* _PASSAGE PROVIDED_:
==================================================
She expresses a great deal of requited love for her husband—that’s an awfully big chunk of her stilted dialogue right there—but most of the rest consists of an inconsistent confusion veering between lust and disgust toward the vampire. Are we meant to explore—via Ellen’s experiences—the terror of a kind of irrational post-assault attraction to one’s own violator? Or are we to perhaps consider the horror of revisiting the site of a serious trauma—which, don’t forget, is still often a powerful and confusing emotive event—by expressing a literal desire to relive it? If the film is meant to be a metaphor for the variegations of sexual desire itself, it’s horrifically—literally, not thematically—misguided.
Ellen’s opinion of, or desire for, the vampire is vague, confused, and seemingly inconsistent. Much of what we see of Orlok earlier in the film are either “dreams” (those of Ellen or Lilly), wherein one of the women is attacked, but later discovers it hasn’t necessarily happened. It’s heavily implied, but factually uncertain. To me, this reeked of sexual grooming—Orlok was suggestively preparing each of his victims for how he was intending to treat them once they were inured to it. In both cases, he enacts the previously implied assault. So despite the fact that we cannot tell how the female characters feel about it, we know darn well how he actually behaves.
We are never placed within Ellen’s perspective in the same way as we are allowed insight into her husband’s experience. Where’s the equivalent of the shot where Thomas wakes up after what might be interpreted as a fever dream only to see his muddy feet sticking out of the end of the bed? Both of Ellen’s assaults happen from a perversely voyeuristic position—that is, from a perspective designed for aesthetics over any desire for us to, for example, feel pinned and helpless beneath the strength of this supernatural being pressed upon us. We see Ellen from a detached male gaze, not from her own.
==================================================
* _PROBLEMS_:
1: Name every character the film review above mentions by name.
2: Pick up the film review above after its last sentence and carry it on in the same voice.
==================================================
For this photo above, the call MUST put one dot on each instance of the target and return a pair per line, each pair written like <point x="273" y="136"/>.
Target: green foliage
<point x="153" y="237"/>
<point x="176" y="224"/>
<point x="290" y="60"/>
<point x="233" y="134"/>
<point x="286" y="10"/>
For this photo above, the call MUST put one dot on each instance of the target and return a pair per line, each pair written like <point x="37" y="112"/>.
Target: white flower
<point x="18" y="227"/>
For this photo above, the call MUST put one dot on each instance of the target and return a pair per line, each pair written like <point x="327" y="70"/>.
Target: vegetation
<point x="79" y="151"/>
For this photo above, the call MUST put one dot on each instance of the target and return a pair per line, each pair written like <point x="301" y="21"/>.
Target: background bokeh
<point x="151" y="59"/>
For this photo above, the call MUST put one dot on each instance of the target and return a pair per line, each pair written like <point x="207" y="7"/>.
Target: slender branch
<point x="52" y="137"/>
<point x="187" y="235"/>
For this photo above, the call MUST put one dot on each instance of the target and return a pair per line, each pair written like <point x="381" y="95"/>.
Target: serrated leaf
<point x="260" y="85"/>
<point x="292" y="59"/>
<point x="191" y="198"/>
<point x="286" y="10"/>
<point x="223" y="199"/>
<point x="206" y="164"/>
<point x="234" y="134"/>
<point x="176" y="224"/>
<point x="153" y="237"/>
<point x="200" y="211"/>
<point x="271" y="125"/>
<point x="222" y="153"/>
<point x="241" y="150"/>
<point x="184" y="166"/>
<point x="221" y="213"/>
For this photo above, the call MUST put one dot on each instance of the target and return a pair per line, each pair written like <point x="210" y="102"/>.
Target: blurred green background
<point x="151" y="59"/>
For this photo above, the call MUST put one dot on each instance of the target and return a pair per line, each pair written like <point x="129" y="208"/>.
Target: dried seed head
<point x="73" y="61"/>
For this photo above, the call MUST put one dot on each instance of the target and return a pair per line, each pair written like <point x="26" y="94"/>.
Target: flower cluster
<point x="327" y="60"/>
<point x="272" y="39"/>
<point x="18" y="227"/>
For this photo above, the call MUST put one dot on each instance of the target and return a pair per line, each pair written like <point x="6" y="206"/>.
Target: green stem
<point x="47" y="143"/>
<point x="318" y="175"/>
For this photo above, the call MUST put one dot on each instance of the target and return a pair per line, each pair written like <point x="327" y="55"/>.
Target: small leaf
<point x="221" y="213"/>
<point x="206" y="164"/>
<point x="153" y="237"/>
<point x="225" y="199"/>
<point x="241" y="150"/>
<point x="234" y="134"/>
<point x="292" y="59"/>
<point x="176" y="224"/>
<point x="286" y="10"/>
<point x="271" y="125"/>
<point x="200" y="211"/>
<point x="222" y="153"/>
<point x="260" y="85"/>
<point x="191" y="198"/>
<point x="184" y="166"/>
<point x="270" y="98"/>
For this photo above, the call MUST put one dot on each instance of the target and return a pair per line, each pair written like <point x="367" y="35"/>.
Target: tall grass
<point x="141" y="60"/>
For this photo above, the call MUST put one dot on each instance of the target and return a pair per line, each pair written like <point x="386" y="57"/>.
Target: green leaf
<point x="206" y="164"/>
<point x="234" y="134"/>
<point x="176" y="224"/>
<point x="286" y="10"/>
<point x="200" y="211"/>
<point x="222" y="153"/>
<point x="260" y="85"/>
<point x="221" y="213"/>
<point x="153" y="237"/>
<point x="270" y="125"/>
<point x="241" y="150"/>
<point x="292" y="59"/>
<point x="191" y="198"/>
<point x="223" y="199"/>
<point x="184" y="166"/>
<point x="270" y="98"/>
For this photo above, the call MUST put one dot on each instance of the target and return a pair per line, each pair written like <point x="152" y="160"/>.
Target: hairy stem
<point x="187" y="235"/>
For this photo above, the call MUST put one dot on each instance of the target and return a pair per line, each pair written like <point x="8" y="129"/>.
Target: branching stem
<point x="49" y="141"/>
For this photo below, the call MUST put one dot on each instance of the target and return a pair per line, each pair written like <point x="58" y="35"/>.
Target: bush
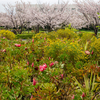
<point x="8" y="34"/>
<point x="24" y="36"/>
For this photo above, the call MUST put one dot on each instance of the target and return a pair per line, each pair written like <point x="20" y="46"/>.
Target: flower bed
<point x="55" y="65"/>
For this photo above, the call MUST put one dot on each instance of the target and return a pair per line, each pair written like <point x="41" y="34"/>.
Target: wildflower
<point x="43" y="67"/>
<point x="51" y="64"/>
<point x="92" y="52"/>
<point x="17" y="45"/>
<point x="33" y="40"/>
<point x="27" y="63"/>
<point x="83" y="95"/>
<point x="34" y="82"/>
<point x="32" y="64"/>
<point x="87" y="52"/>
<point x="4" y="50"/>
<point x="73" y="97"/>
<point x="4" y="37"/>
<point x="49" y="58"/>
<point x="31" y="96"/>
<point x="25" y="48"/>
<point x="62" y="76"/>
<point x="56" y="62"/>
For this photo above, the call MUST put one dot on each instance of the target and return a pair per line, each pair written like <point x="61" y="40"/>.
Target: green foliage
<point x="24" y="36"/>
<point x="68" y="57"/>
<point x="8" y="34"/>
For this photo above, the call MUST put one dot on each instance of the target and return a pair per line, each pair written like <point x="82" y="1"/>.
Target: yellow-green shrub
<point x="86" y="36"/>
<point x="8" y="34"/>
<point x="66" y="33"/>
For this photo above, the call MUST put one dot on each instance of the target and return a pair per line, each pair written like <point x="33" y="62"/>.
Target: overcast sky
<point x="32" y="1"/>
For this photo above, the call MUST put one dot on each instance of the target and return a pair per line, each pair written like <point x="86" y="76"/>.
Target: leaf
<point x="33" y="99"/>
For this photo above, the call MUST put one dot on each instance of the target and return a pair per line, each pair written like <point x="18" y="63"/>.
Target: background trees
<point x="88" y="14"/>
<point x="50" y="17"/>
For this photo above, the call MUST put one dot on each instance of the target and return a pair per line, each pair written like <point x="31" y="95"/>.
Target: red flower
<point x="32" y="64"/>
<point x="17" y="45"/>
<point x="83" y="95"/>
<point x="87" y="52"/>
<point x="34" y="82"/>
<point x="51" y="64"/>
==================================================
* _WRITTEN RESPONSES_:
1: Ellen, Orlok, Lilly, Thomas

2:
She isn’t alone, either. Her friend, Lucy, dawdles around either worrying about her husband or, later in the film, feeling anxious about her earlier despoilation at the hands of the eponymous vampire. This film makes a mockery of the Bechdel Test; neither woman has an interiority of her own and both exist only in relation to other men, whether mortal or monstrous. Any kind of physical intimacy between them is quickly stripped of warmth or closeness, but not (as you might expect) by a societal expectation consistent with the early 20th Century period, but the oppressive regard of the cinematic tone and its enclosure of the mise en scène. It is, like all of the film’s sexualised content, framed perhaps not as, but for, a form of pervy gawking rather than an expression of genuine desire.
Nosferatu seems only vaguely interested in even asking its various questions, and shows no effort whatsoever in answering them in any meaningful way. The disgust I felt watching this film had little to do with the actual craft of horror filmmaking or the appearance, say, of the vampire himself, and more to do with the offhand use of sex—and sexual assault in particular—as a kind of cheap titillation. A mere plot point: something to get the story started, allow for some moaning and groaning, and then immediately reinforce the tired old trope of women quite literally inviting the predatory sexual attention of men.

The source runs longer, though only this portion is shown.